== Input material ==
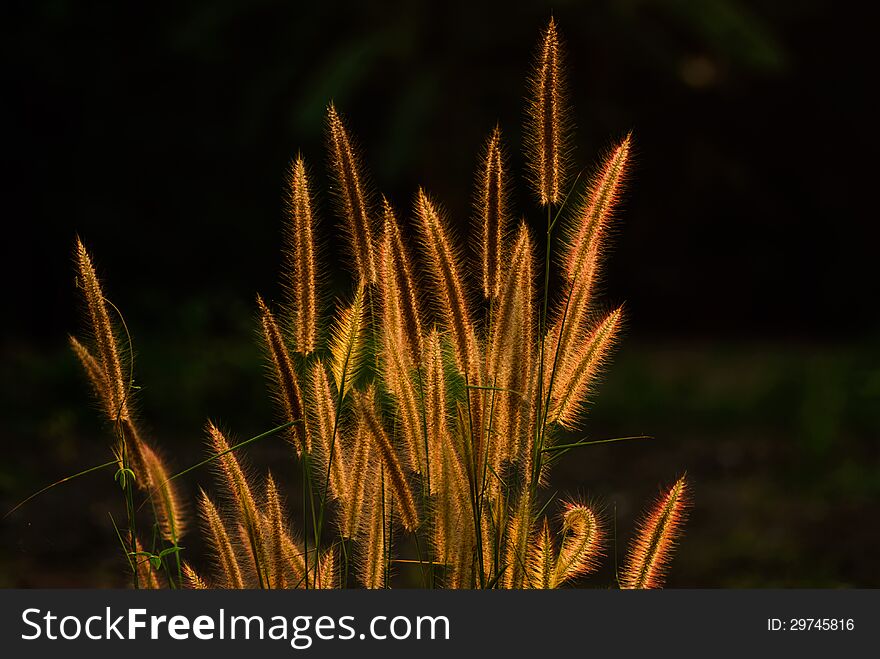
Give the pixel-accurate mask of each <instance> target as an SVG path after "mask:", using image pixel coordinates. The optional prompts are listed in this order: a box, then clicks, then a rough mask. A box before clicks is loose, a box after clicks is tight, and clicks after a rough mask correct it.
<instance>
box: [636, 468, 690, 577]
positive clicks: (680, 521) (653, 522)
mask: <svg viewBox="0 0 880 659" xmlns="http://www.w3.org/2000/svg"><path fill="white" fill-rule="evenodd" d="M688 503H689V501H688V485H687V481H686V480H685V477H684V476H682V477H681V478H679V479H678V480H677V481H676V482H675V484H674V485H673V486H672V487H671V488H669V490H667V491H666V492H664V493H663V494H662V495H661V496H660V498H659V499H657V501H656V502H655V504H654V506H653V507H652V508H651V509H650V511H648V513H647V514H646V515H645V517H644V518H643V519H642V521H641V522H640V523H639V528H638V531H637V533H636V537H635V538H634V540H633V543H632V546H631V547H630V550H629V555H628V556H627V561H626V564H625V565H624V566H623V570H622V572H621V575H620V587H621V588H660V587H662V586H663V579H664V577H665V574H666V570H667V569H668V567H669V561H670V560H671V559H672V552H673V550H674V549H675V543H676V542H677V540H678V536H679V535H680V534H681V526H682V524H683V523H684V521H685V518H686V511H687V506H688Z"/></svg>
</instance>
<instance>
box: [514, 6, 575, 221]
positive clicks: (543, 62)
mask: <svg viewBox="0 0 880 659" xmlns="http://www.w3.org/2000/svg"><path fill="white" fill-rule="evenodd" d="M561 47H562V45H561V42H560V38H559V33H558V31H557V29H556V22H555V21H554V20H553V19H552V18H551V19H550V23H549V24H548V25H547V29H546V30H544V33H543V35H542V38H541V47H540V49H539V51H538V56H537V58H536V61H535V69H534V71H533V72H532V75H531V77H530V79H529V104H528V110H527V113H526V131H525V134H526V147H527V148H526V155H527V156H528V164H529V171H530V174H531V177H530V178H531V182H532V187H533V188H534V190H535V194H536V196H537V198H538V202H539V203H540V204H541V206H547V205H551V204H552V205H556V204H558V203H559V202H560V201H562V191H563V189H564V186H565V180H566V165H567V159H568V153H567V151H568V143H569V133H570V126H569V124H570V120H569V109H568V102H567V93H566V86H565V79H564V70H563V67H562V61H561V60H562V57H561V53H560V50H561Z"/></svg>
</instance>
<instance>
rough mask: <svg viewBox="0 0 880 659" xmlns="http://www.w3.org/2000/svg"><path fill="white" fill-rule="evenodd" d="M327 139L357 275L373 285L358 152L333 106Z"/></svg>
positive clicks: (360, 167)
mask: <svg viewBox="0 0 880 659" xmlns="http://www.w3.org/2000/svg"><path fill="white" fill-rule="evenodd" d="M327 137H328V148H329V151H330V169H331V172H332V174H333V178H334V182H335V184H336V190H335V192H336V196H337V199H338V200H339V205H340V210H341V212H342V215H343V217H344V219H345V228H346V233H347V234H348V238H349V240H350V242H351V251H352V253H353V255H354V259H355V265H356V268H357V273H358V275H359V276H360V278H361V280H362V281H364V282H366V283H368V284H374V283H376V261H375V256H374V248H373V226H372V218H371V215H370V206H369V197H368V194H367V192H366V182H365V180H364V174H363V172H362V167H361V164H360V163H361V160H360V157H359V156H358V153H357V149H356V148H355V147H354V146H353V144H352V140H351V138H350V136H349V133H348V131H347V130H346V127H345V123H344V122H343V121H342V118H341V117H340V116H339V113H337V111H336V107H335V106H334V105H333V103H330V105H329V106H328V107H327Z"/></svg>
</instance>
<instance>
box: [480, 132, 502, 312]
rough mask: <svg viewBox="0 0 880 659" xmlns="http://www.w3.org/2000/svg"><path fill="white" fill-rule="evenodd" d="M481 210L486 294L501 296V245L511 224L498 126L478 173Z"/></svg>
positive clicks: (483, 283)
mask: <svg viewBox="0 0 880 659" xmlns="http://www.w3.org/2000/svg"><path fill="white" fill-rule="evenodd" d="M478 180H479V189H478V191H477V194H478V195H479V196H478V198H477V210H478V213H479V215H478V220H479V226H480V228H481V241H480V247H481V250H480V251H481V257H482V259H481V260H482V265H483V296H484V297H487V298H495V297H498V295H499V294H500V291H501V246H502V241H503V239H504V233H505V230H506V228H507V227H506V224H507V180H506V177H505V171H504V152H503V150H502V147H501V129H500V128H499V127H498V126H495V130H493V131H492V135H491V136H490V137H489V140H488V142H487V143H486V152H485V155H484V156H483V160H482V162H481V163H480V171H479V172H478Z"/></svg>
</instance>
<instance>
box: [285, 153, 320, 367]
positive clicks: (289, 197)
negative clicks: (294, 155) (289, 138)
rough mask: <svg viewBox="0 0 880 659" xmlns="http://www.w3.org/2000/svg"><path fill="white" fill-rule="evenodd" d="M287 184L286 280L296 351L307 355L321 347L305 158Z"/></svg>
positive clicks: (285, 193)
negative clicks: (318, 325) (318, 328)
mask: <svg viewBox="0 0 880 659" xmlns="http://www.w3.org/2000/svg"><path fill="white" fill-rule="evenodd" d="M285 184H286V188H285V195H284V208H285V215H286V217H285V224H284V270H283V276H282V279H283V285H284V288H285V290H286V293H287V299H288V304H289V306H290V312H291V320H292V322H293V330H294V338H295V345H296V352H298V353H300V354H303V355H307V354H309V353H311V352H313V351H314V350H315V348H316V347H317V333H318V330H317V327H318V303H317V297H316V296H317V275H316V272H317V266H316V264H315V241H314V236H313V227H314V219H313V217H312V203H311V196H310V193H309V181H308V177H307V176H306V167H305V163H304V162H303V159H302V157H301V156H297V158H296V160H295V161H294V162H292V163H291V165H290V168H289V169H288V171H287V174H286V176H285Z"/></svg>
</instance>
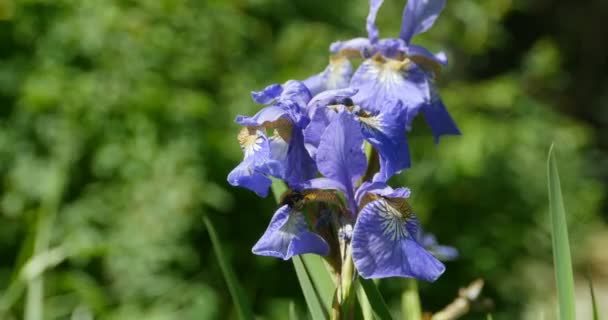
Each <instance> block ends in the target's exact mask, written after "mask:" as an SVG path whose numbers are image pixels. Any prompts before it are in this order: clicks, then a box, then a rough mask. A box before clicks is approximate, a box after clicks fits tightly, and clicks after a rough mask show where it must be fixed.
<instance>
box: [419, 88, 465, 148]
mask: <svg viewBox="0 0 608 320" xmlns="http://www.w3.org/2000/svg"><path fill="white" fill-rule="evenodd" d="M431 92H432V93H431V99H430V102H429V103H428V104H426V105H424V106H423V107H422V108H421V111H422V114H423V115H424V119H425V120H426V122H427V123H428V124H429V127H431V131H432V132H433V136H434V137H435V143H439V138H440V137H441V136H443V135H460V134H462V133H461V132H460V129H458V126H456V122H454V119H452V116H450V113H449V112H448V110H447V109H446V108H445V105H444V104H443V101H441V98H440V97H439V94H438V93H437V90H436V89H435V87H434V86H433V87H432V88H431Z"/></svg>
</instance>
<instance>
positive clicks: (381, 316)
mask: <svg viewBox="0 0 608 320" xmlns="http://www.w3.org/2000/svg"><path fill="white" fill-rule="evenodd" d="M359 285H360V287H361V288H362V289H363V290H357V294H358V295H359V300H363V299H361V298H362V297H361V296H362V295H365V298H366V299H367V300H368V301H369V306H370V307H371V309H372V312H373V314H374V317H375V318H376V319H381V320H390V319H392V318H393V317H392V316H391V312H390V311H389V309H388V306H387V305H386V302H384V298H383V297H382V294H380V291H379V290H378V287H377V286H376V284H375V283H374V281H372V280H366V279H363V278H359Z"/></svg>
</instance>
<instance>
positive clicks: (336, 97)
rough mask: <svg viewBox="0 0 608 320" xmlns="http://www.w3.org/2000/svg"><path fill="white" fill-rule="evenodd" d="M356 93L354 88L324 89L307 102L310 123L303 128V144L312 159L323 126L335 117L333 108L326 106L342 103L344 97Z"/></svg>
mask: <svg viewBox="0 0 608 320" xmlns="http://www.w3.org/2000/svg"><path fill="white" fill-rule="evenodd" d="M355 93H357V90H356V89H352V88H345V89H336V90H328V91H324V92H322V93H320V94H318V95H316V96H314V97H313V98H312V100H310V102H309V103H308V110H309V114H310V118H311V121H310V124H309V125H308V126H307V127H306V129H304V144H305V145H306V150H308V152H309V153H310V155H311V156H312V157H313V159H314V158H315V157H316V153H317V147H318V146H319V142H320V141H321V136H322V135H323V133H324V132H325V128H327V126H328V125H329V124H330V123H331V122H332V121H333V119H334V118H335V117H337V115H338V114H337V113H336V112H335V111H334V110H331V109H329V108H327V106H328V105H331V104H338V103H342V102H343V101H344V100H345V99H346V98H350V97H352V96H353V95H354V94H355Z"/></svg>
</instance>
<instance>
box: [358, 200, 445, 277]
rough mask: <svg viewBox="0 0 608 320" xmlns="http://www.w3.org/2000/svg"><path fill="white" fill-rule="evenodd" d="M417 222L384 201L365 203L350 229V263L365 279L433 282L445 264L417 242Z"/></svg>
mask: <svg viewBox="0 0 608 320" xmlns="http://www.w3.org/2000/svg"><path fill="white" fill-rule="evenodd" d="M417 232H418V221H417V219H416V218H415V217H414V216H413V214H411V213H407V212H402V211H400V210H398V208H395V207H394V206H393V205H392V204H391V203H389V201H388V200H386V199H383V198H381V199H378V200H375V201H372V202H370V203H368V204H367V205H366V206H365V207H364V208H363V210H361V212H360V213H359V217H358V219H357V223H356V224H355V228H354V230H353V238H352V249H353V260H354V262H355V267H356V268H357V271H358V272H359V274H360V275H361V276H362V277H363V278H365V279H370V278H386V277H407V278H417V279H421V280H425V281H435V280H436V279H437V278H438V277H439V276H440V275H441V274H442V273H443V272H444V271H445V267H444V265H443V264H442V263H441V262H440V261H439V260H437V259H436V258H435V257H434V256H433V255H431V254H430V253H429V252H427V251H426V250H425V249H424V248H423V247H422V246H420V244H419V243H418V242H417V241H416V233H417Z"/></svg>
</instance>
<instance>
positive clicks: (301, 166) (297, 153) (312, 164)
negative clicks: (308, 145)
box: [283, 128, 317, 186]
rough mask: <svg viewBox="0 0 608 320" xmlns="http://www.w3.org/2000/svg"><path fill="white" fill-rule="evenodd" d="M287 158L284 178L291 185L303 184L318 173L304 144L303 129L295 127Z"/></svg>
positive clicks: (293, 131)
mask: <svg viewBox="0 0 608 320" xmlns="http://www.w3.org/2000/svg"><path fill="white" fill-rule="evenodd" d="M286 160H287V161H286V164H285V176H284V177H283V179H284V180H285V181H286V182H287V184H288V185H289V186H295V185H298V184H301V183H302V182H304V181H308V180H310V179H312V178H314V177H315V176H316V175H317V165H316V163H315V160H313V158H312V157H311V156H310V154H309V153H308V151H307V150H306V147H305V146H304V135H303V133H302V130H299V129H297V128H294V129H293V131H292V133H291V141H290V142H289V148H288V150H287V159H286Z"/></svg>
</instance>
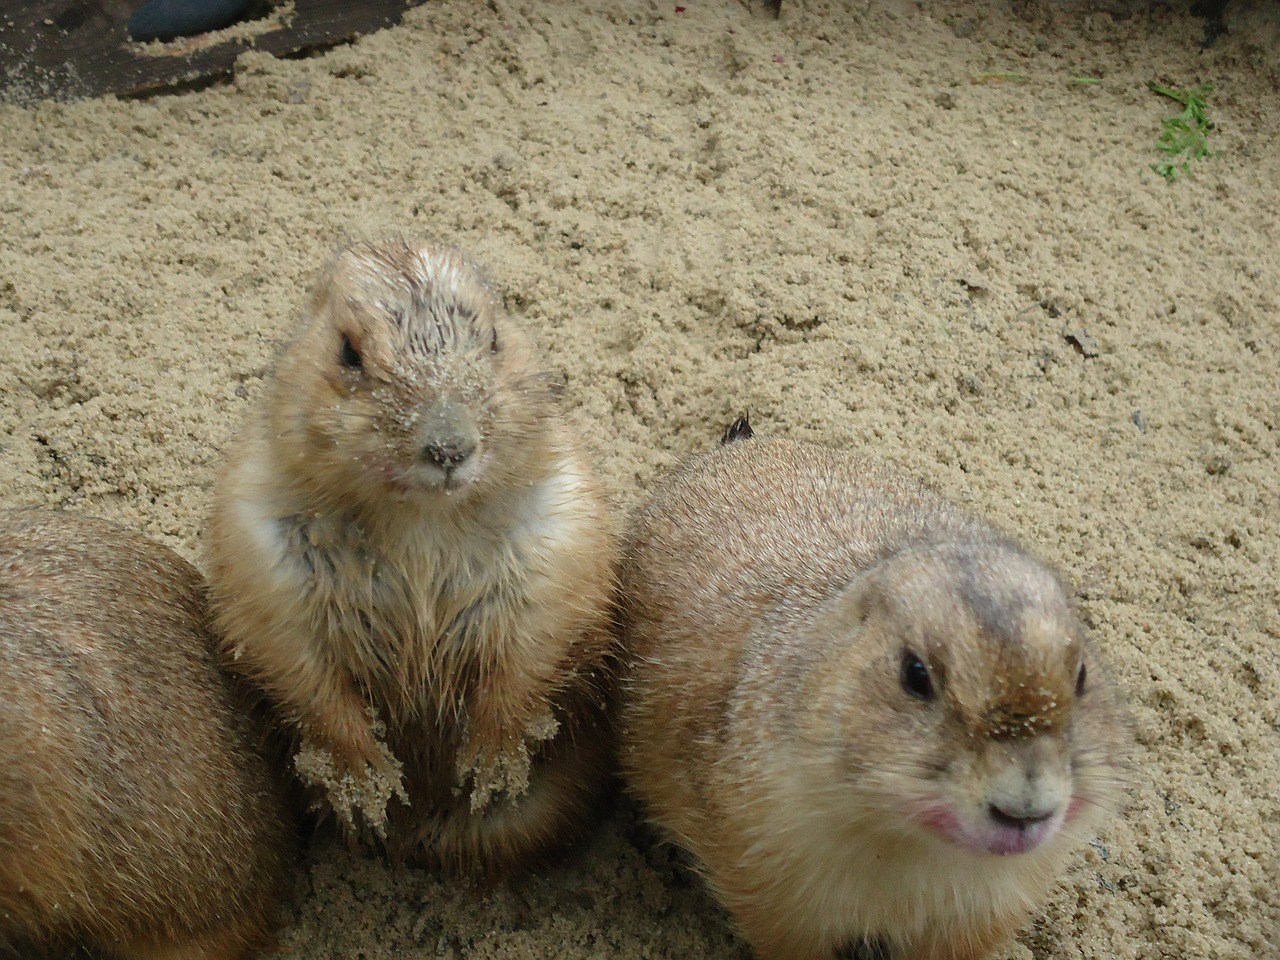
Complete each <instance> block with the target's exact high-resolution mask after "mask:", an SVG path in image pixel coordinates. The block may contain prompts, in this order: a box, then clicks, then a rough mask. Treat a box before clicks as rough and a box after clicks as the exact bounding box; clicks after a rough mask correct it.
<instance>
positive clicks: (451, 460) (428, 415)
mask: <svg viewBox="0 0 1280 960" xmlns="http://www.w3.org/2000/svg"><path fill="white" fill-rule="evenodd" d="M417 438H419V443H420V445H419V457H420V458H421V461H422V462H424V463H431V465H434V466H436V467H439V468H440V470H443V471H444V472H445V474H448V472H449V471H452V470H454V468H457V467H460V466H462V465H463V463H465V462H466V461H467V460H468V458H470V457H471V456H472V454H474V453H475V452H476V447H477V445H479V444H480V430H479V428H477V426H476V421H475V417H474V416H471V411H470V410H468V408H467V406H466V404H465V403H457V402H452V401H444V402H440V403H438V404H435V407H433V408H431V410H430V411H428V412H426V413H425V415H424V416H422V420H421V424H420V426H419V434H417Z"/></svg>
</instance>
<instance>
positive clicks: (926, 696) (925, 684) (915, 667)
mask: <svg viewBox="0 0 1280 960" xmlns="http://www.w3.org/2000/svg"><path fill="white" fill-rule="evenodd" d="M899 678H900V680H901V682H902V689H904V690H905V691H906V692H909V694H910V695H911V696H918V698H919V699H922V700H932V699H933V680H932V677H929V668H928V667H927V666H924V660H922V659H920V658H919V657H916V655H915V654H914V653H911V652H910V650H908V652H906V653H904V654H902V672H901V675H900V677H899Z"/></svg>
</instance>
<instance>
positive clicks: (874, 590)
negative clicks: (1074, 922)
mask: <svg viewBox="0 0 1280 960" xmlns="http://www.w3.org/2000/svg"><path fill="white" fill-rule="evenodd" d="M621 590H622V596H623V598H625V604H623V607H625V645H626V646H627V658H628V662H630V664H631V672H630V678H628V680H627V681H626V684H625V691H623V698H622V763H623V769H625V774H626V778H627V782H628V786H630V787H631V788H632V790H634V792H635V794H636V795H637V796H639V797H640V799H641V800H643V801H644V804H645V806H646V809H648V813H649V815H650V817H652V818H653V819H654V820H655V822H657V823H658V824H659V826H660V827H663V828H664V831H666V832H667V833H668V835H669V836H671V837H672V838H673V840H675V841H677V842H678V844H681V845H684V846H685V847H687V849H689V850H690V851H692V852H694V854H695V855H696V858H698V859H699V861H700V865H701V868H703V870H704V873H705V876H707V878H708V881H709V882H710V884H712V887H713V890H714V891H716V893H717V895H718V896H719V899H721V900H722V902H723V904H724V905H726V906H727V908H728V910H730V911H731V913H732V914H733V916H735V919H736V920H737V923H739V925H740V928H741V929H742V932H744V933H745V936H746V937H748V940H749V941H750V942H751V943H753V946H754V947H755V950H756V952H758V954H759V955H760V956H762V957H765V960H810V959H812V960H818V959H820V960H835V959H836V957H837V956H845V957H864V959H867V960H870V959H872V957H876V959H879V957H888V959H890V960H977V959H978V957H984V956H987V955H988V954H989V951H991V950H992V948H993V947H995V945H997V943H1000V942H1001V941H1002V940H1005V938H1006V937H1009V936H1011V934H1012V932H1015V931H1016V929H1018V927H1019V925H1020V924H1021V923H1023V922H1024V920H1025V918H1027V915H1028V914H1029V911H1030V910H1032V909H1033V908H1034V905H1036V904H1037V902H1038V901H1039V900H1041V899H1042V896H1043V895H1044V891H1046V890H1047V887H1048V884H1050V883H1051V882H1052V879H1053V878H1055V876H1056V874H1057V872H1059V870H1060V869H1061V867H1062V864H1064V860H1065V856H1066V852H1068V850H1069V849H1070V847H1071V845H1073V844H1074V842H1078V841H1079V840H1080V838H1082V837H1087V836H1089V831H1091V829H1092V827H1093V824H1094V823H1096V822H1097V815H1098V814H1100V813H1101V812H1103V810H1105V809H1106V808H1108V806H1115V805H1116V803H1117V800H1119V791H1120V786H1119V765H1120V759H1119V758H1120V754H1121V749H1123V744H1124V732H1123V731H1124V727H1123V724H1121V722H1120V719H1119V716H1117V709H1116V707H1115V704H1114V701H1112V695H1111V692H1110V690H1108V687H1107V685H1106V681H1105V678H1103V677H1102V672H1101V669H1100V668H1098V664H1097V663H1096V658H1094V654H1093V653H1092V650H1091V649H1089V645H1088V641H1087V639H1085V636H1084V631H1083V628H1082V627H1080V625H1079V623H1078V621H1076V620H1075V617H1074V614H1073V612H1071V609H1070V605H1069V603H1068V599H1066V596H1065V595H1064V593H1062V590H1061V588H1060V586H1059V584H1057V581H1056V580H1055V577H1053V576H1052V575H1051V573H1050V572H1048V571H1047V570H1044V568H1043V566H1041V564H1039V563H1037V562H1036V561H1034V559H1032V558H1030V557H1028V556H1027V554H1025V553H1024V552H1021V550H1020V549H1019V548H1018V547H1015V545H1012V544H1011V543H1009V541H1007V540H1006V539H1005V538H1002V536H1001V535H1000V534H998V532H996V531H995V530H993V529H991V527H989V526H988V525H986V524H983V522H980V521H978V520H974V518H972V517H969V516H966V515H964V513H963V512H961V511H960V509H959V508H956V507H954V506H952V504H950V503H947V502H946V500H943V499H941V498H940V497H937V495H934V494H932V493H931V492H928V490H927V489H924V488H922V486H920V485H918V484H915V483H913V481H910V480H908V479H904V477H901V476H899V475H896V474H893V472H892V471H891V470H888V468H887V467H884V466H882V465H878V463H876V462H874V461H868V460H859V458H856V457H851V456H846V454H842V453H838V452H833V451H829V449H826V448H820V447H812V445H806V444H799V443H790V442H785V440H772V442H769V440H760V439H744V440H739V442H735V443H730V444H728V445H726V447H724V448H722V449H718V451H716V452H712V453H709V454H707V456H701V457H695V458H694V460H692V461H690V462H689V463H686V465H685V466H684V467H682V468H681V470H678V471H677V472H676V475H675V476H672V477H671V479H669V480H667V481H666V483H664V484H663V485H662V486H660V488H659V490H658V492H657V493H655V494H654V497H653V499H652V500H650V503H649V504H648V507H646V508H645V509H644V511H643V512H641V515H640V516H639V518H637V521H636V524H635V526H634V530H632V531H631V536H630V541H628V545H627V549H626V554H625V561H623V567H622V588H621ZM1084 668H1087V669H1084Z"/></svg>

== Your instructions ==
Could you repeat the items above word for word, from where they begin through the line holding "positive clicks: (680, 521) (653, 522)" with that line included, and leave out the pictures?

== Answer to this task ==
Give the pixel-accurate mask of each <instance> target as an SVG path after "mask:", using image pixel coordinates. The optional prompts are listed in this order: a box, then clicks, then a rough mask. A box before clicks is loose, a box after clicks is tight, and clicks after a rough mask correct it.
<instance>
box: [636, 468, 690, 577]
positive clicks: (680, 521) (653, 522)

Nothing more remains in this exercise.